**题目**
把下面的全部记录逐行照原样抄写一遍，不要改动任何字符。

**练习记录**
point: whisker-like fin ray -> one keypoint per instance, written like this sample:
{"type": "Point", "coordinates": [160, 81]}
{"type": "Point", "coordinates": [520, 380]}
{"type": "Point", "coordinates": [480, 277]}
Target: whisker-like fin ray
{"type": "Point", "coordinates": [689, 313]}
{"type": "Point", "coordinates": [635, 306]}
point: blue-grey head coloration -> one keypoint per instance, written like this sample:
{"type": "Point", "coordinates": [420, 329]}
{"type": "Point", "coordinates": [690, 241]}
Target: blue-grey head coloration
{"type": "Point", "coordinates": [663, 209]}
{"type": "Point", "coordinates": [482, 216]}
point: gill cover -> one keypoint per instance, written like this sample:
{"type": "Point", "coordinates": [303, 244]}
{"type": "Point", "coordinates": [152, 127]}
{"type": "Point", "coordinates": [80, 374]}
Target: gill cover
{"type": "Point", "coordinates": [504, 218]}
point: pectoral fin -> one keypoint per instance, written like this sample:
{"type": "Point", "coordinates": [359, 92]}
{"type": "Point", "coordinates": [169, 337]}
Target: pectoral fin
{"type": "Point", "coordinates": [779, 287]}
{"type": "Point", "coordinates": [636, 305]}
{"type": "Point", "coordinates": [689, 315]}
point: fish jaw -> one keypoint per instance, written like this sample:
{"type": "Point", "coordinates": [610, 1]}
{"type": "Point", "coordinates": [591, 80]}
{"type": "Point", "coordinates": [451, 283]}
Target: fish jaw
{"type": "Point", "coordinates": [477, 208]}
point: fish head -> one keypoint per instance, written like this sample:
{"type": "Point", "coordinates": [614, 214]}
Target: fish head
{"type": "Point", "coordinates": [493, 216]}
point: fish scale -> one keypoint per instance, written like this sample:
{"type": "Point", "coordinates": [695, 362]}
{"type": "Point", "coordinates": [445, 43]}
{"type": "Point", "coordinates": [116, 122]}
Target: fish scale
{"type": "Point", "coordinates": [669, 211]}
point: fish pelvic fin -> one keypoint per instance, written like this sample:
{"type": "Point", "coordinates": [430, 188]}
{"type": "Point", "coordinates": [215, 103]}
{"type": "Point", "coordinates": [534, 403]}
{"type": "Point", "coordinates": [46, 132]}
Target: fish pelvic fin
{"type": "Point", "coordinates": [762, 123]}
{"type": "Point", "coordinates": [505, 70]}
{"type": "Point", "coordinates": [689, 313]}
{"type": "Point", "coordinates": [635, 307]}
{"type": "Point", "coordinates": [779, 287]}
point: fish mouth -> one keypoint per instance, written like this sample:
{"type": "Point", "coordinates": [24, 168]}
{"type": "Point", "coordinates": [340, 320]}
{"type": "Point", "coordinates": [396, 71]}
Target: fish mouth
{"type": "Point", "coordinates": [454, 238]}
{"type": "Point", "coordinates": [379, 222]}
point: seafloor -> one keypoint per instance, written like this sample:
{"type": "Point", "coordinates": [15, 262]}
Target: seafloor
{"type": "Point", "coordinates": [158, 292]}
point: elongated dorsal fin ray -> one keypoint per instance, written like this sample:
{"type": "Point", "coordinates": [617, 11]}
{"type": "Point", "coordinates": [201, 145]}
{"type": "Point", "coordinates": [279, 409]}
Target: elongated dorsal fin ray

**详细解答**
point: whisker-like fin ray -> one keypoint per instance, written like this sample:
{"type": "Point", "coordinates": [160, 81]}
{"type": "Point", "coordinates": [520, 380]}
{"type": "Point", "coordinates": [480, 277]}
Target: whisker-like fin ray
{"type": "Point", "coordinates": [689, 313]}
{"type": "Point", "coordinates": [635, 306]}
point: blue-grey head coloration -> one keypoint per instance, written like this sample:
{"type": "Point", "coordinates": [420, 329]}
{"type": "Point", "coordinates": [690, 241]}
Target: blue-grey head coloration
{"type": "Point", "coordinates": [663, 209]}
{"type": "Point", "coordinates": [482, 216]}
point: gill cover -> one keypoint per instance, written like this sample:
{"type": "Point", "coordinates": [303, 244]}
{"type": "Point", "coordinates": [152, 127]}
{"type": "Point", "coordinates": [80, 374]}
Target: gill cover
{"type": "Point", "coordinates": [504, 218]}
point: pectoral fin -> one keypoint per instance, written like this sample:
{"type": "Point", "coordinates": [359, 92]}
{"type": "Point", "coordinates": [169, 337]}
Target: pectoral fin
{"type": "Point", "coordinates": [779, 287]}
{"type": "Point", "coordinates": [636, 305]}
{"type": "Point", "coordinates": [689, 315]}
point: fish jaw -> one keypoint per instance, written like this sample:
{"type": "Point", "coordinates": [610, 1]}
{"type": "Point", "coordinates": [591, 80]}
{"type": "Point", "coordinates": [451, 283]}
Target: fish jaw
{"type": "Point", "coordinates": [477, 208]}
point: fish head -> one keypoint per instance, written like this sample:
{"type": "Point", "coordinates": [614, 214]}
Target: fish head
{"type": "Point", "coordinates": [493, 216]}
point: fish scale -> one keypoint per instance, written like this sample:
{"type": "Point", "coordinates": [695, 362]}
{"type": "Point", "coordinates": [445, 43]}
{"type": "Point", "coordinates": [116, 122]}
Target: fish scale
{"type": "Point", "coordinates": [669, 211]}
point: fish pelvic fin -> one keypoint per instance, written like this sample:
{"type": "Point", "coordinates": [430, 188]}
{"type": "Point", "coordinates": [215, 103]}
{"type": "Point", "coordinates": [534, 403]}
{"type": "Point", "coordinates": [46, 132]}
Target: fish pelvic fin
{"type": "Point", "coordinates": [762, 123]}
{"type": "Point", "coordinates": [505, 70]}
{"type": "Point", "coordinates": [689, 313]}
{"type": "Point", "coordinates": [635, 307]}
{"type": "Point", "coordinates": [779, 287]}
point: fish mouth -> one keypoint per instance, written like this sample:
{"type": "Point", "coordinates": [24, 168]}
{"type": "Point", "coordinates": [340, 320]}
{"type": "Point", "coordinates": [396, 71]}
Target: fish mouth
{"type": "Point", "coordinates": [454, 238]}
{"type": "Point", "coordinates": [379, 222]}
point: seafloor -> one keypoint per instance, written like this sample:
{"type": "Point", "coordinates": [15, 262]}
Target: seafloor
{"type": "Point", "coordinates": [158, 292]}
point: elongated dorsal fin ray -> one keypoint per instance, written like this sample:
{"type": "Point", "coordinates": [617, 11]}
{"type": "Point", "coordinates": [201, 145]}
{"type": "Point", "coordinates": [279, 409]}
Target: elongated dorsal fin ray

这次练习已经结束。